§ EXERCISE OBJECTIVE: Could you return every one of the records below verbatim, line by line, with nothing altered?

§ MATERIAL PROVIDED:

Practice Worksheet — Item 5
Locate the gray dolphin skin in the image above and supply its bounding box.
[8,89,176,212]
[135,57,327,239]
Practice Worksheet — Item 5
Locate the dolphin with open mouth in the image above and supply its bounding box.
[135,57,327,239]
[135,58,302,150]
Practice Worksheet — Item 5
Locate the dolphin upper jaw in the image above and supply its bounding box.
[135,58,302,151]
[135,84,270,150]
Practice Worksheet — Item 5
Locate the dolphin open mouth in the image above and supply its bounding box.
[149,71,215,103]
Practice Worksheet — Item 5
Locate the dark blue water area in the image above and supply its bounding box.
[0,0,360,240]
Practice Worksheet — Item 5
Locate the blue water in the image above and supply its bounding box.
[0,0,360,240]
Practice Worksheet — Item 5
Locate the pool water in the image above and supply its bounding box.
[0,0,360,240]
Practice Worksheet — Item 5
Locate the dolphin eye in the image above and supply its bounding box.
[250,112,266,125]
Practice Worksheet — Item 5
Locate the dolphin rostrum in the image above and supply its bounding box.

§ ANSWER TO THE PROBLEM:
Practice Worksheet — Item 5
Locate the gray dolphin skin in the image above and supply its bounding box.
[8,89,176,212]
[135,57,327,239]
Practice Worksheet — Item 5
Locate the dolphin with open mouth in the image above and supply its bounding box.
[135,57,327,239]
[135,58,302,150]
Practice Worksheet — Item 5
Locate the dolphin upper jaw in the image above and supply its bounding box.
[135,58,302,151]
[135,84,270,150]
Practice Worksheet — Item 5
Locate the dolphin open mouth in the image above and supply its bounding box.
[149,71,215,103]
Practice Worksheet — Item 5
Locate the dark blue water area in the image above and supply its bounding box.
[0,0,360,240]
Practice Worksheet — Item 5
Locate the blue water in the image above and supply its bounding box.
[0,0,360,240]
Practice Worksheet — Item 5
Locate the pool water in the image above and supply its bounding box.
[0,0,360,240]
Practice Worksheet — Item 5
Locate the dolphin eye in the image above and supply its bounding box.
[250,112,266,125]
Practice Worksheet — Item 5
Locate the dolphin rostrum in the image above and supply its bounding box.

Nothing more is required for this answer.